> [Aufgaben]:
1 – Gib aus dem Textabschnitt wortgetreu den Teil wieder, der mit den Worten „Pofallas Seitenwechsel hat“ anfängt und mit „zu der Personalie.“ aufhört.
2 – Wie lange soll laut Textabschnitt die gesetzliche Sperrzeit dauern, die LobbyControl für die Übernahme von Lobbytätigkeiten fordert?
3 – Zähle alle Seiten auf, von denen laut Textabschnitt Kritik an Pofallas Wechsel in den Vorstand der Bahn kommt.

> [Textabschnitt]:
-=-=-=-=-

Der Wechsel des ehemaligen Kanzleramtsministers in den Vorstand der Bahn trifft auch in der CDU auf Unverständnis

Berlin. Kritik am Wechsel von Ex-Kanzleramtsminister Ronald Pofalla (CDU) in den Vorstand der Bahn kommt nun auch aus seiner Partei. Der Fraktionsvorsitzende der CDU im Baden-Württembergischen Landtag, Peter Hauk, fordert Pofalla auf, sein Bundestagsmandat niederzulegen. Hauk sagte dem Abendblatt: „Grundsätzlich sind Wechsel zwischen Politik und Wirtschaft zu begrüßen, da ein Erfahrungsaustausch im Interesse aller liegt. Da es sich bei der Deutschen Bahn jedoch um ein Unternehmen handelt, dass zu 100 Prozent in Staatsbesitz ist, muss eine Interessenkollision auch dem Anschein nach vermieden werden. Deshalb sollte Ronald Pofalla sein Bundestagsmandat aufgeben.“

Pofallas Seitenwechsel hat auch die Debatte über strengere Vorgaben für ausscheidende Spitzenpolitiker neu entfacht. „Es kann nicht sein, dass Großunternehmen wie Daimler oder Deutsche Bahn sich mit hohen Gehältern Insiderkontakte zur Bundesregierung einkaufen“, kritisierte die Organisation LobbyControl am Freitag. Sie forderte eine gesetzliche Sperrzeit von drei Jahren für die Übernahme von Lobbytätigkeiten. Von der Opposition, aber auch vom Unions-Regierungspartner SPD kam Kritik. Der Bund als Bahn-Eigentümer äußerte sich nicht zu der Personalie.

-=-=-=-=-

> [Ausgewählte Datensätze]:
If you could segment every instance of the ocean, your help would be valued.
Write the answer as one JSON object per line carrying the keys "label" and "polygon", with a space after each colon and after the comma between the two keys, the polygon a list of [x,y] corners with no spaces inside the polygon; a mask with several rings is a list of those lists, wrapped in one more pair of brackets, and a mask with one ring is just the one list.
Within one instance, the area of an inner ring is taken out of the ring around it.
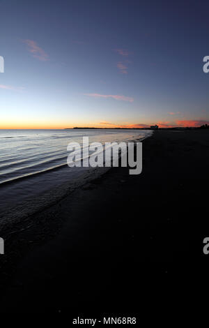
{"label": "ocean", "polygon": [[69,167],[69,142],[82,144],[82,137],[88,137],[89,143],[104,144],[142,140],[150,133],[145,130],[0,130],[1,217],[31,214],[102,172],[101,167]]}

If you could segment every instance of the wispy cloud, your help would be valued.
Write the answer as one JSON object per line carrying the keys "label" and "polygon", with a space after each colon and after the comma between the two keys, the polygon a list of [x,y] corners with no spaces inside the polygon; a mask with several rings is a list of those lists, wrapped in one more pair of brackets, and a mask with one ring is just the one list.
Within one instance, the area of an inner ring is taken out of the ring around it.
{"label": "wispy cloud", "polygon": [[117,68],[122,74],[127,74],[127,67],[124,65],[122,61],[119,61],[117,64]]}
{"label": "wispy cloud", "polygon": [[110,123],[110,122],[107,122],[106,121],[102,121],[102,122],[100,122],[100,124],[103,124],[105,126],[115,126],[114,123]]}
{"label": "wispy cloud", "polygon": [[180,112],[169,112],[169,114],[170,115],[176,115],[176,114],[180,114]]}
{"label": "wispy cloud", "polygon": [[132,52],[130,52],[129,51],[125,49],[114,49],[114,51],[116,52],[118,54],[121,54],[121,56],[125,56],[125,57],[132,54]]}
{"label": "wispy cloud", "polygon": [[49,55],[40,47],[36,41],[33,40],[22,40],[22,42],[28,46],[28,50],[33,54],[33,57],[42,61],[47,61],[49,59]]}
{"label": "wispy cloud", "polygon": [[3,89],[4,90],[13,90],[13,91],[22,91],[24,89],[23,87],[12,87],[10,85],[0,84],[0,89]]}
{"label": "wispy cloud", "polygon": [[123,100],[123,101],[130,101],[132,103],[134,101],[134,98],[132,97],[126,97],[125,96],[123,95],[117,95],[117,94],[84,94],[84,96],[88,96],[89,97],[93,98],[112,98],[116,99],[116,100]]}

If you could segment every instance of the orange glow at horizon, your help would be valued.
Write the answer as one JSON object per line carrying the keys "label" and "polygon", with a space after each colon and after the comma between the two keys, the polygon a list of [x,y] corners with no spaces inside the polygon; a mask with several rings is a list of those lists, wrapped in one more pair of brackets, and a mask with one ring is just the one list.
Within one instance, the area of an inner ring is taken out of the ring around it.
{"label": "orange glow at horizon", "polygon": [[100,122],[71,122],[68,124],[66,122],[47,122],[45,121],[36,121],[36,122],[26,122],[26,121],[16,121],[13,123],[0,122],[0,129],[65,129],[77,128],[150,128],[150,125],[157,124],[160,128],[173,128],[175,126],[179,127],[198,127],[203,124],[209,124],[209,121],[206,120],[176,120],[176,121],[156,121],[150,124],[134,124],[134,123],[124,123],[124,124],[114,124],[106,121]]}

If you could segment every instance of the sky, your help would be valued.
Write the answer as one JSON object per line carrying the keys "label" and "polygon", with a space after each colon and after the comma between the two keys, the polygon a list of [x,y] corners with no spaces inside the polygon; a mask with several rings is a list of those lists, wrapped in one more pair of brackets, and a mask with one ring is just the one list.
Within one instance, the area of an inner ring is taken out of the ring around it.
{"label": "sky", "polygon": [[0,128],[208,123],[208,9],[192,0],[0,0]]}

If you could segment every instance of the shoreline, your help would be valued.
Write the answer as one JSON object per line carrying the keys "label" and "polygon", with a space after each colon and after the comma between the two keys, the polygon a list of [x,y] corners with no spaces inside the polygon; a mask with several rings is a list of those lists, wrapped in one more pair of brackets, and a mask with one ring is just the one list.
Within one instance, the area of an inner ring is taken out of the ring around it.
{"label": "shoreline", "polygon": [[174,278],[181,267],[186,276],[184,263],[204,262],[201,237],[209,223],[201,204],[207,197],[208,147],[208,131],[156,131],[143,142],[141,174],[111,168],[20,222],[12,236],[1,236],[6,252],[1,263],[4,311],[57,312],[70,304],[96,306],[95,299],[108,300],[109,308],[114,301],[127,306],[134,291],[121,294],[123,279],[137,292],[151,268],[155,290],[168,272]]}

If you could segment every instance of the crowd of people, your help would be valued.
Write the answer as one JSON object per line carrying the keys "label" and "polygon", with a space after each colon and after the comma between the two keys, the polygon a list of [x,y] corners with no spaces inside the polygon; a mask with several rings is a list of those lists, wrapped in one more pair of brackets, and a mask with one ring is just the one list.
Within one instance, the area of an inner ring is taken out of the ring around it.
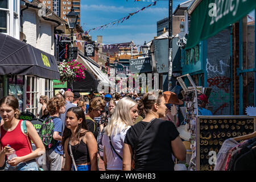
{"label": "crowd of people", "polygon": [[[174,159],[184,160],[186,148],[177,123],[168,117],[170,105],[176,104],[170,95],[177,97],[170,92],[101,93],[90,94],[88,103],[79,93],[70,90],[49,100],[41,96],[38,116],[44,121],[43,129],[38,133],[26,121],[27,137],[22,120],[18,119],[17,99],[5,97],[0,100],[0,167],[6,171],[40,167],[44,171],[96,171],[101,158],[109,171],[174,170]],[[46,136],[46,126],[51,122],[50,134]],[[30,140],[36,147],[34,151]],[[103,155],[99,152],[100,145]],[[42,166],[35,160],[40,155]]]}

-=-=-=-=-

> [Ergebnisse]:
1 –
Pofallas Seitenwechsel hat auch die Debatte über strengere Vorgaben für ausscheidende Spitzenpolitiker neu entfacht. „Es kann nicht sein, dass Großunternehmen wie Daimler oder Deutsche Bahn sich mit hohen Gehältern Insiderkontakte zur Bundesregierung einkaufen“, kritisierte die Organisation LobbyControl am Freitag. Sie forderte eine gesetzliche Sperrzeit von drei Jahren für die Übernahme von Lobbytätigkeiten. Von der Opposition, aber auch vom Unions-Regierungspartner SPD kam Kritik. Der Bund als Bahn-Eigentümer äußerte sich nicht zu der Personalie.

2 – Drei Jahre.

3 –
- die CDU, Pofallas eigene Partei (darunter Peter Hauk)
- die Organisation LobbyControl
- die Opposition
- die SPD als Regierungspartner der Union